- Instruction:
Copy each of the entries below line for line, without changing a single character.

Segment Open

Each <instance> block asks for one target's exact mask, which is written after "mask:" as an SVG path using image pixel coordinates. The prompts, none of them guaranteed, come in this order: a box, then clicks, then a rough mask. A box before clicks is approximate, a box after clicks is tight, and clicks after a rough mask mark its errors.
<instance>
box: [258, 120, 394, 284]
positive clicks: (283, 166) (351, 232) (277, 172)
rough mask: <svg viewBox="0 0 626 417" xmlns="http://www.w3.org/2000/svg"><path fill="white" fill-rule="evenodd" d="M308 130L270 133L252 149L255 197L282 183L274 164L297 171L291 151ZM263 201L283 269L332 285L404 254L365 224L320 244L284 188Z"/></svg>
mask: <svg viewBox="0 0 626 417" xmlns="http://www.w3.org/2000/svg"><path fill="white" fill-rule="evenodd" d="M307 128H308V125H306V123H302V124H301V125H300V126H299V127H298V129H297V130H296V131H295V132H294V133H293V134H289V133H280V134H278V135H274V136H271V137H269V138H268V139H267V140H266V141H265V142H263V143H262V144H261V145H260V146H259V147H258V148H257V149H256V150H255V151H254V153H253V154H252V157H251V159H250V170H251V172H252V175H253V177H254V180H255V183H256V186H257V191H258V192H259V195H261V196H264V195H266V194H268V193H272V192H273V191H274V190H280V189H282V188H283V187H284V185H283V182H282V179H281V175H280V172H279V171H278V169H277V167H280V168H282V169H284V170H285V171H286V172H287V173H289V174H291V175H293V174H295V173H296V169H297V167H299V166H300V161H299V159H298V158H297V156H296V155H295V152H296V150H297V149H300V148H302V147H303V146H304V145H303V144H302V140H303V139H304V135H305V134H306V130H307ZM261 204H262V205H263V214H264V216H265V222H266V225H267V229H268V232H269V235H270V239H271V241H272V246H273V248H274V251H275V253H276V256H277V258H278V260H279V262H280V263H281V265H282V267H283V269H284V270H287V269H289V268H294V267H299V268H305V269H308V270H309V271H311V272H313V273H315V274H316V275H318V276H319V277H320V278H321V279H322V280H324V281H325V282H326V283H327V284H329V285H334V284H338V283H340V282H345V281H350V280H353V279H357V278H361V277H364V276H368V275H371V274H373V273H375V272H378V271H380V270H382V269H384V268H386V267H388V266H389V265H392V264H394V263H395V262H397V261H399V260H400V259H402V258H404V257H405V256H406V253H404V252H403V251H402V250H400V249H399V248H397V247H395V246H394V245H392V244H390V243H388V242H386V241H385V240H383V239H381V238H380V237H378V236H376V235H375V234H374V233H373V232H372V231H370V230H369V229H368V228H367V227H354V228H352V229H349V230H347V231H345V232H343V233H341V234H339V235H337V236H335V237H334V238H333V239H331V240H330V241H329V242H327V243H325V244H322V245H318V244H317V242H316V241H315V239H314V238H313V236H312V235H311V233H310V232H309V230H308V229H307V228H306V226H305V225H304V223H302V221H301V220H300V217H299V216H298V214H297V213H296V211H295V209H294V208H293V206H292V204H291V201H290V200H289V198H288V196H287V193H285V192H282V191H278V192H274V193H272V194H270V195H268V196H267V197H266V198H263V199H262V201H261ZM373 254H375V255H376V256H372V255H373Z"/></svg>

Segment Closed

- Your solution:
Each <instance> block asks for one target's exact mask, which is written after "mask:" as an SVG path using image pixel coordinates. The prompts, none of them guaranteed, come in this order: a box, then clicks, then a rough mask. A box before clicks is approximate, a box after clicks is tight, and clicks after a rough mask mark its errors.
<instance>
box: [258, 120, 394, 284]
positive clicks: (283, 166) (351, 232) (277, 172)
rough mask: <svg viewBox="0 0 626 417" xmlns="http://www.w3.org/2000/svg"><path fill="white" fill-rule="evenodd" d="M308 130L270 133L252 149L255 197L282 183L274 164L297 171L291 151ZM263 201L283 269L332 285L404 254L365 224L320 244L284 188Z"/></svg>
mask: <svg viewBox="0 0 626 417" xmlns="http://www.w3.org/2000/svg"><path fill="white" fill-rule="evenodd" d="M307 128H308V125H306V123H302V124H301V125H300V126H299V127H298V129H297V130H296V131H295V132H294V133H293V134H289V133H280V134H278V135H274V136H271V137H269V138H268V139H267V140H266V141H265V142H263V143H262V144H261V145H260V146H259V147H258V148H257V149H256V150H255V151H254V153H253V154H252V157H251V159H250V170H251V172H252V175H253V177H254V180H255V183H256V186H257V191H258V192H259V195H261V196H264V195H266V194H268V193H272V192H273V191H274V190H280V189H282V188H283V187H284V185H283V182H282V179H281V175H280V172H279V171H278V169H277V167H280V168H282V169H284V170H285V171H286V172H287V173H289V174H291V175H293V174H295V173H296V169H297V167H299V166H300V161H299V159H298V158H297V156H296V155H295V152H296V150H297V149H300V148H302V147H303V146H304V145H303V144H302V140H303V139H304V135H305V134H306V130H307ZM261 204H262V205H263V214H264V216H265V222H266V225H267V229H268V232H269V235H270V239H271V241H272V246H273V248H274V251H275V253H276V256H277V258H278V260H279V262H280V263H281V265H282V267H283V269H284V270H287V269H289V268H294V267H299V268H305V269H308V270H309V271H311V272H313V273H315V274H316V275H318V276H319V277H320V278H321V279H322V280H324V281H325V282H326V283H327V284H329V285H334V284H338V283H340V282H345V281H350V280H353V279H357V278H361V277H364V276H368V275H371V274H373V273H375V272H378V271H380V270H382V269H384V268H386V267H388V266H389V265H392V264H394V263H395V262H397V261H399V260H400V259H402V258H404V257H405V256H406V253H404V252H403V251H402V250H400V249H399V248H397V247H395V246H394V245H392V244H390V243H388V242H386V241H385V240H383V239H381V238H380V237H378V236H376V235H375V234H374V233H373V232H372V231H370V230H369V229H368V228H367V227H354V228H352V229H349V230H347V231H345V232H343V233H341V234H339V235H337V236H335V237H334V238H333V239H331V240H330V241H329V242H327V243H325V244H322V245H318V244H317V242H316V241H315V239H314V238H313V236H312V235H311V233H310V232H309V230H308V229H307V228H306V226H305V225H304V223H302V221H301V220H300V217H299V216H298V214H297V213H296V211H295V209H294V208H293V206H292V204H291V201H290V200H289V198H288V196H287V193H285V192H282V191H278V192H274V193H272V194H270V195H268V196H267V197H266V198H263V199H262V201H261ZM373 254H375V255H376V256H372V255H373Z"/></svg>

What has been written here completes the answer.